══ SOURCE

1

This is a very simplified version of my actual problem.

My real df has many columns and I need to perform this action using a select from a character vector of column names.

library(tidyverse)


df <- data.frame(a1 = c(1:5), 
             b1 = c(3,1,3,4,6), 
             c1 = c(10:14), 
             a2 = c(9:13), 
             b2 = c(3:7), 
             c2 = c(15:19))
df
  a1 b1 c1 a2 b2 c2
1  1  3 10  9  3 15
2  2  1 11 10  4 16
3  3  3 12 11  5 17
4  4  4 13 12  6 18
5  5  6 14 13  7 19

Let's say I wanted to get the cor for each row for selected columns using mutate - I tried:

df %>% 
  mutate(my_cor = cor(x = c(a1,b1,c2), y = c(a2,b2,c2)))

but this doesn't work as it uses the full column of data for each column header input.

The first row of the my_cor column of the output df from above should be the calculation:

cor(x = c(1,3,10), y = c(9,3,15))

And the next row should be:

cor(x = c(2,1,11), y = c(10,4,16))

and so on. The actual function I'm using is more complex but it does take two vector inputs like cor does so I figured this would be a good proxy.

I have a feeling I should be using purrr for this action (similar to this post) but I haven't gotten it to work.

════
══ PROVIDED RECORDS

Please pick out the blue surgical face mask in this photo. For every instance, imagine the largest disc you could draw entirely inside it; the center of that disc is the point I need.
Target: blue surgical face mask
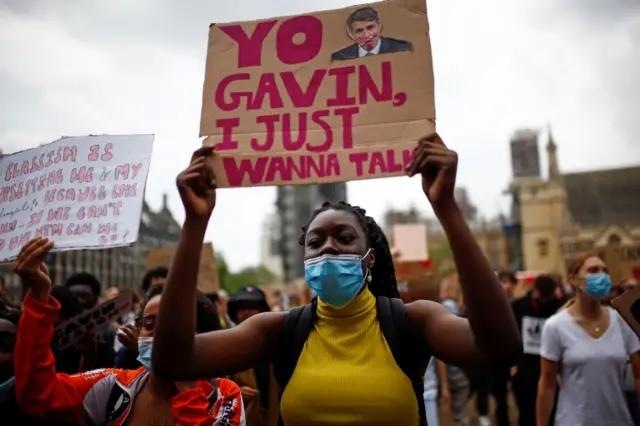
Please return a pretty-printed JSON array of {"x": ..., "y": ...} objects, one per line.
[
  {"x": 145, "y": 344},
  {"x": 336, "y": 279},
  {"x": 598, "y": 285}
]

════

= AIM =
Pick up the R post on per-row correlations after its final sentence and keep writing it.

= EXPECTED OUTPUT =
Bonus: The actual problem I'm facing is using a function that would use many different columns so I'd like to be able select them from a a character vector like my_list_of_cols <- c("a1", "b1", "c1") (my true list is much longer).

I suspect I'd be using pmap_dbl like the post I linked to but I can't get it to work - I tried something like...

mutate(my col = pmap_dbl(select(., var = my_list_of_cols), somefunction))

(note that somefunction in the above portion takes a 2 vector inputs but one of them is static and pre-defined - you can assume the vector c(a2, b2, c2) is the static and predefined one like:

somefunction <- function(a1,b1,c1){
    a2 = 1 
    b2 = 4
    c2 = 5
    my_vec = c(a2, b2, c2)
         cor(x = (a1,b1,c1), y = my_vec)
}

)

I'm still learning how to use purrr so any help would be greatly appreciated!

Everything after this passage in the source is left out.